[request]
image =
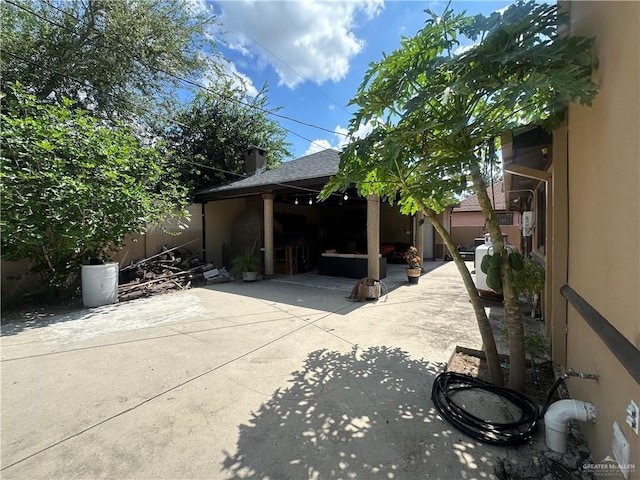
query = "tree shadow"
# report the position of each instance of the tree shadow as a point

============================================================

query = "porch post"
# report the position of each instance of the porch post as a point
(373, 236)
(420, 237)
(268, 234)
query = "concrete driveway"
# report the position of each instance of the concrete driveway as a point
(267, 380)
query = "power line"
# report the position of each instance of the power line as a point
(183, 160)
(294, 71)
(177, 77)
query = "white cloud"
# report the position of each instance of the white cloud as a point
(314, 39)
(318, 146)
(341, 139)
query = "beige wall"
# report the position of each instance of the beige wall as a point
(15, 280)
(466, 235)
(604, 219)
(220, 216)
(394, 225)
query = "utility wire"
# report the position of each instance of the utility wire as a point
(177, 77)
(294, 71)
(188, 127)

============================================================

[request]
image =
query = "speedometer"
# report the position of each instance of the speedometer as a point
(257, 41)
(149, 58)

============================================================

** What this task involves **
Display each line of the listing above that contains the string "post". Case matters.

** The solution **
query = "porch post"
# report the position of each instance of the porch post as a point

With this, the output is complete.